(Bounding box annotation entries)
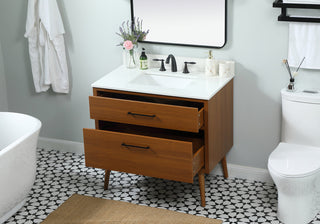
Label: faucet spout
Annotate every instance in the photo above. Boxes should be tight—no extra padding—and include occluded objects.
[166,54,177,72]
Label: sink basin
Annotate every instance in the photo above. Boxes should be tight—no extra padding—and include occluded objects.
[130,73,194,89]
[143,68,198,79]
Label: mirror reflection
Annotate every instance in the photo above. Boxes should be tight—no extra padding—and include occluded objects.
[131,0,227,48]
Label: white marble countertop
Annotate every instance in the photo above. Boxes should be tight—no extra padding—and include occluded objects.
[91,66,234,100]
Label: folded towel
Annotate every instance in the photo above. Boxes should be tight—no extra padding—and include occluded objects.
[283,0,320,4]
[288,23,320,69]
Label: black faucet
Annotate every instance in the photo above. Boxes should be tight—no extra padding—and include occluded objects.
[166,54,177,72]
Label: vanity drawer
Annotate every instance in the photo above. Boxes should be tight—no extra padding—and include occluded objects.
[83,129,204,183]
[89,96,204,132]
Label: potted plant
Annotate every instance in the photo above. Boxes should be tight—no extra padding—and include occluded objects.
[116,18,149,68]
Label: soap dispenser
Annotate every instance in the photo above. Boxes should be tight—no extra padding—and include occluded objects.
[205,50,218,75]
[140,48,148,70]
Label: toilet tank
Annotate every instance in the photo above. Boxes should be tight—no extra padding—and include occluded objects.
[281,89,320,147]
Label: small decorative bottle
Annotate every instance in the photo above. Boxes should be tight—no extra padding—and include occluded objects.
[140,48,148,70]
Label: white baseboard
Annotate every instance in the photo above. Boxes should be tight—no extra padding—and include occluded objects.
[210,163,273,184]
[38,137,84,154]
[38,137,273,183]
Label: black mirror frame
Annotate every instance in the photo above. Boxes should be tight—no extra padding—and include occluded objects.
[130,0,228,49]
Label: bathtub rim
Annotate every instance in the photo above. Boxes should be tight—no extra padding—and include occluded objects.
[0,112,42,156]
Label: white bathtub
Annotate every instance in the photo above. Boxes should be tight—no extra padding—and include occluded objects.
[0,112,41,224]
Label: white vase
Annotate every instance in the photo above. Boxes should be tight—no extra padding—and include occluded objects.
[123,46,139,68]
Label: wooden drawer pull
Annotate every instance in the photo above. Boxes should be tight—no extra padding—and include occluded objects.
[128,112,156,117]
[121,143,150,149]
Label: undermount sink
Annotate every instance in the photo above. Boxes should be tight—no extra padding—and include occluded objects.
[130,73,194,89]
[143,68,198,80]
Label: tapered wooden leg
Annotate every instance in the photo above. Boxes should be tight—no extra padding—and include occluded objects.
[104,170,111,190]
[198,169,206,207]
[221,157,229,178]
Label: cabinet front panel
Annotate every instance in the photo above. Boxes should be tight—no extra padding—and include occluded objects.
[89,96,203,132]
[84,129,204,183]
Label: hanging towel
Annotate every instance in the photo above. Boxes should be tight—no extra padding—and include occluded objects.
[288,23,320,69]
[25,0,69,93]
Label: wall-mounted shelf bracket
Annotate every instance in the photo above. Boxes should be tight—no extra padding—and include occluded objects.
[273,0,320,23]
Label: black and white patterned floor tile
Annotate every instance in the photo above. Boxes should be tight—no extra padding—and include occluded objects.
[6,149,320,224]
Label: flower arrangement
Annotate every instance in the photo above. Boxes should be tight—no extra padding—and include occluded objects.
[116,18,149,50]
[116,18,149,67]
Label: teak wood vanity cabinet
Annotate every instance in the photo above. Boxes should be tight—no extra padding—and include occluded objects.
[83,79,233,206]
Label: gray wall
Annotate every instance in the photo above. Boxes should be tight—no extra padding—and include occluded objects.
[0,40,8,111]
[0,0,320,168]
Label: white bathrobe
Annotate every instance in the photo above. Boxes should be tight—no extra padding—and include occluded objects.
[25,0,69,93]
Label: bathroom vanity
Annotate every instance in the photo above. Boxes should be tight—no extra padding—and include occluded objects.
[84,67,233,206]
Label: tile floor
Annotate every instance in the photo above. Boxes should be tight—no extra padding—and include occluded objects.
[6,149,320,224]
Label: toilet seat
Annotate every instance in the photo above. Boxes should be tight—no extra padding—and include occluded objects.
[268,142,320,178]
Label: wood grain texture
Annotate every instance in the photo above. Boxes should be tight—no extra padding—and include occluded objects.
[204,80,233,174]
[84,129,203,183]
[89,96,203,132]
[198,169,206,207]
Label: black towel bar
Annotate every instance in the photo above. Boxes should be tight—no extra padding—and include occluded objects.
[273,0,320,23]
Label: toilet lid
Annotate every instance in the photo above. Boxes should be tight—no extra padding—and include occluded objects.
[268,143,320,177]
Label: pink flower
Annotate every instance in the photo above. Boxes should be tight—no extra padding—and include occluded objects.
[122,40,133,50]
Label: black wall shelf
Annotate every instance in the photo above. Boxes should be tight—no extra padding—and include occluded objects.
[273,0,320,23]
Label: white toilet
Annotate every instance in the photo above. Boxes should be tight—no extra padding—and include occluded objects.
[268,89,320,224]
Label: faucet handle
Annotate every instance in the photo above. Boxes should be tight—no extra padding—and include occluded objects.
[153,58,166,72]
[182,61,196,74]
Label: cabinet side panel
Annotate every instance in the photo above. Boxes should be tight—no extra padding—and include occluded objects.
[205,80,233,173]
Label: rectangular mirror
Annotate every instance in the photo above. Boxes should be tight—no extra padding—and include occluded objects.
[131,0,227,48]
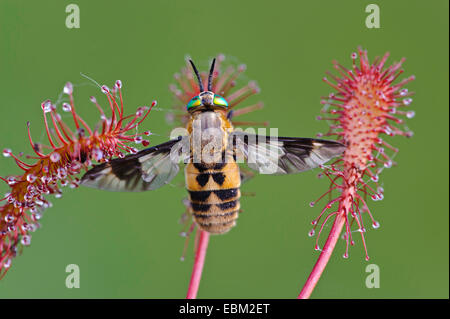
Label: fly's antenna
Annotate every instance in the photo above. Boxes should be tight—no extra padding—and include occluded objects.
[208,58,216,91]
[189,59,204,92]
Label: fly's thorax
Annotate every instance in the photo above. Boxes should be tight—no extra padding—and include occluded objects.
[187,111,233,164]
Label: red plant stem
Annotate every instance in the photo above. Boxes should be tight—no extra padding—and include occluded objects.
[297,180,356,299]
[186,230,209,299]
[298,214,345,299]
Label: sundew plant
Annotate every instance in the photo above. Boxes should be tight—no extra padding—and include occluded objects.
[0,48,414,298]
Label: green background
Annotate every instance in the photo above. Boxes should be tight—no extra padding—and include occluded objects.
[0,0,449,298]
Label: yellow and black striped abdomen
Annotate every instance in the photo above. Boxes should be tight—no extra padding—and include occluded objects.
[185,161,241,234]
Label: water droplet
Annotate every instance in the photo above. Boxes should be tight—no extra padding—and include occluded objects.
[41,100,52,113]
[50,152,61,163]
[403,98,412,105]
[20,235,31,246]
[27,174,36,183]
[63,82,73,95]
[3,148,12,157]
[92,148,103,162]
[3,258,11,269]
[102,85,109,94]
[6,176,17,185]
[62,102,72,112]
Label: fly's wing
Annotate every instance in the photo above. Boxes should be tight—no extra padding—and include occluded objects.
[230,131,345,174]
[81,139,185,192]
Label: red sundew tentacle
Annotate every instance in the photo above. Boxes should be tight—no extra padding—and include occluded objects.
[50,111,68,145]
[41,102,56,148]
[173,73,195,95]
[69,92,80,130]
[299,48,414,298]
[0,82,155,277]
[102,90,116,132]
[315,211,338,250]
[309,185,341,207]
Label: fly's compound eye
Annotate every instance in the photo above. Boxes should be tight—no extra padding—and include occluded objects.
[213,94,228,108]
[186,95,202,111]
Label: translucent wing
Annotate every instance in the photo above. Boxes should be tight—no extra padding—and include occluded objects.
[231,131,345,174]
[81,139,184,192]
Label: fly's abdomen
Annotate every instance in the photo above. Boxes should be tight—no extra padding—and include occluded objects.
[185,161,241,234]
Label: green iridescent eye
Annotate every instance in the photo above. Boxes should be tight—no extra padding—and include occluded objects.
[213,94,228,107]
[186,96,202,110]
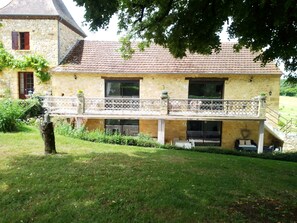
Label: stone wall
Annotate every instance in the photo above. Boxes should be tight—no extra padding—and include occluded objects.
[0,19,82,98]
[222,121,275,148]
[0,69,51,98]
[0,19,58,67]
[59,22,83,63]
[52,73,279,148]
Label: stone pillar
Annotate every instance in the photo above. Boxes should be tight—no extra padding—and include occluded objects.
[77,92,85,115]
[75,117,84,128]
[160,90,169,115]
[258,96,266,118]
[258,120,264,153]
[158,119,165,145]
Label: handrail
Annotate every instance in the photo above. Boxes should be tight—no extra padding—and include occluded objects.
[42,96,260,118]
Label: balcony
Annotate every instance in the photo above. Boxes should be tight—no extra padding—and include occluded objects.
[42,96,265,120]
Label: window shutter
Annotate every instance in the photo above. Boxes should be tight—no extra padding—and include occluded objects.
[24,32,30,50]
[11,32,19,50]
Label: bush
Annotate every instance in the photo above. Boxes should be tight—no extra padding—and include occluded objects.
[0,99,40,132]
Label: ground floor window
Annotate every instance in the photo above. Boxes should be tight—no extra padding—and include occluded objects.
[19,72,34,99]
[105,119,139,136]
[187,121,222,146]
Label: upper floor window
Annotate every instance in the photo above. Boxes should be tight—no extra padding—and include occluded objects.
[105,80,139,98]
[11,32,30,50]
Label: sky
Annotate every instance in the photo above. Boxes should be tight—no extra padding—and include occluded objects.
[62,0,234,42]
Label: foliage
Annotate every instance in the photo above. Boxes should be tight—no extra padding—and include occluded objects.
[55,122,161,147]
[0,42,50,82]
[280,79,297,97]
[0,128,297,223]
[0,99,40,132]
[75,0,297,76]
[55,122,297,162]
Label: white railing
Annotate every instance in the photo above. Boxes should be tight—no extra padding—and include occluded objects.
[169,99,259,117]
[42,96,260,118]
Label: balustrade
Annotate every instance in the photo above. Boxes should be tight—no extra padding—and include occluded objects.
[42,96,261,118]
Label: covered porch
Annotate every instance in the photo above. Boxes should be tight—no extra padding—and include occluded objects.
[42,94,265,153]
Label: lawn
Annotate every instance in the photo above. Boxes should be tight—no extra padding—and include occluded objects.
[0,128,297,223]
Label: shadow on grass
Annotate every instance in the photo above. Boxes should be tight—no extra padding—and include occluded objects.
[0,150,297,222]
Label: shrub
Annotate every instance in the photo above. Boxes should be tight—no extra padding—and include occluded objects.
[0,99,41,132]
[55,122,161,147]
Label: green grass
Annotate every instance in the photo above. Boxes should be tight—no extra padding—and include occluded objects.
[0,128,297,223]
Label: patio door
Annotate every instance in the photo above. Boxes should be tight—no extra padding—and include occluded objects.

| What you need to do |
Show every line from the listing above that contains the word "white".

| Response to this exercise |
Label: white marble countertop
Label: white baseboard
Label: white bathtub
Label: white vase
Label: black and white patterned floor tile
Label: white bathrobe
Label: white toilet
Label: white railing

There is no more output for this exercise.